**** Recorded data ****

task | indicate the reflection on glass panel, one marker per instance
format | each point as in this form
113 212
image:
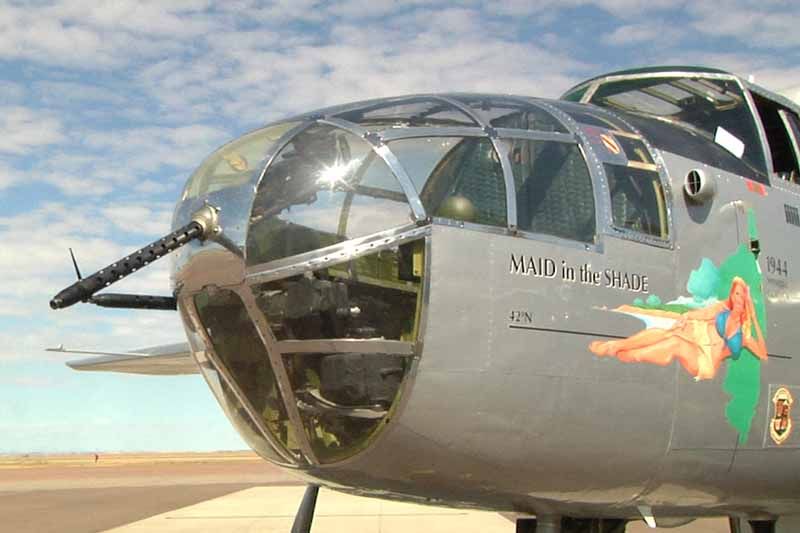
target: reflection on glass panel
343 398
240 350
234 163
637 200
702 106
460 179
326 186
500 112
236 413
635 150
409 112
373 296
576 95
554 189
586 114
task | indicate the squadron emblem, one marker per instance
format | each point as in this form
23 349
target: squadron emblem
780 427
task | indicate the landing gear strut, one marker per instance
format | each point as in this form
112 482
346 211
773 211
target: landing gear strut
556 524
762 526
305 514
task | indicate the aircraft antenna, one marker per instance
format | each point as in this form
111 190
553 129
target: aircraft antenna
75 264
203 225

****
**** Recorded data ****

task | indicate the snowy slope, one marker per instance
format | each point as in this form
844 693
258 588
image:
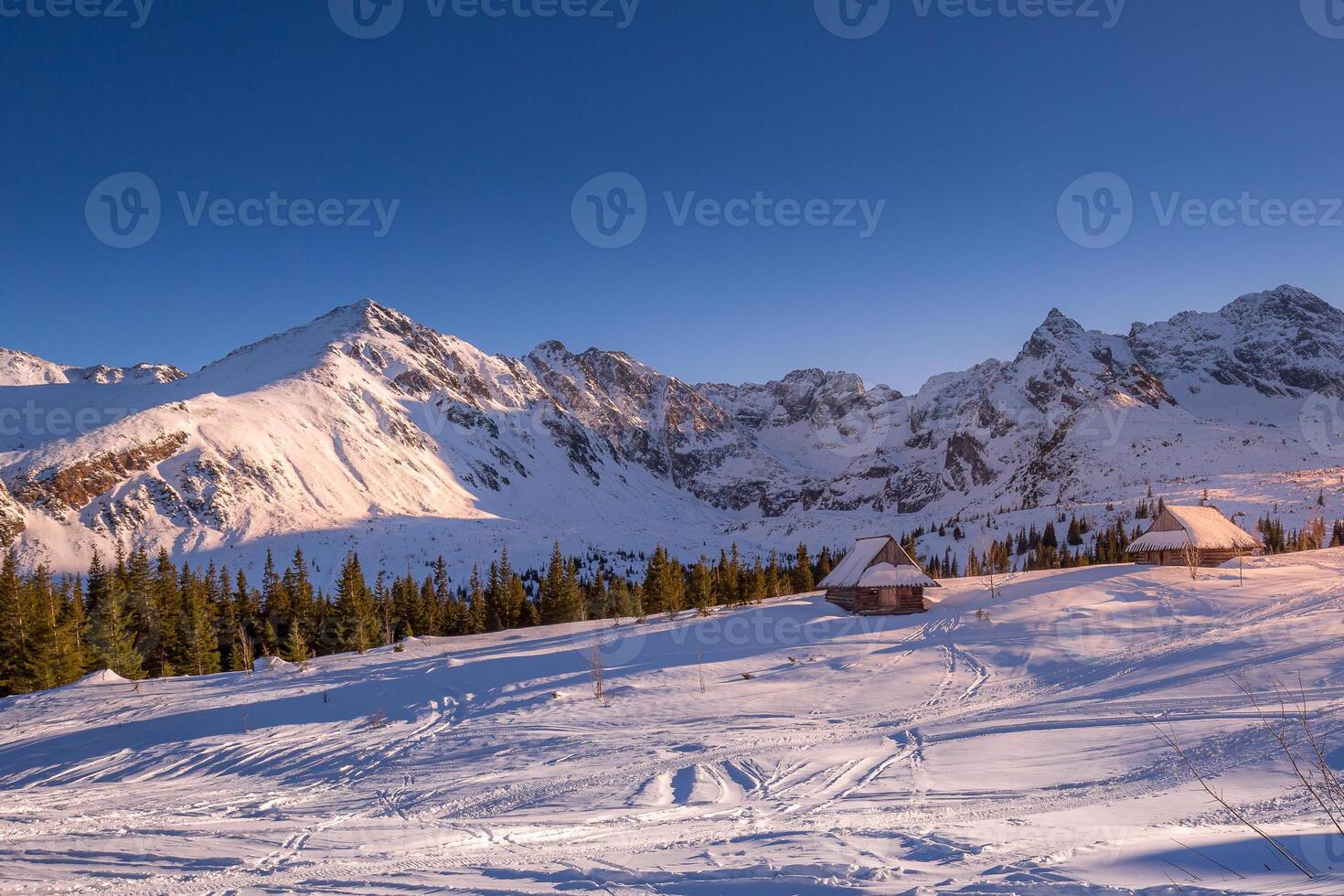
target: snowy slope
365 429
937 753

****

Select every line above that contains the word "snowy", and copy those lines out.

Completed exercise
task | indicate the snowy slope, one marker per instance
target: snowy slope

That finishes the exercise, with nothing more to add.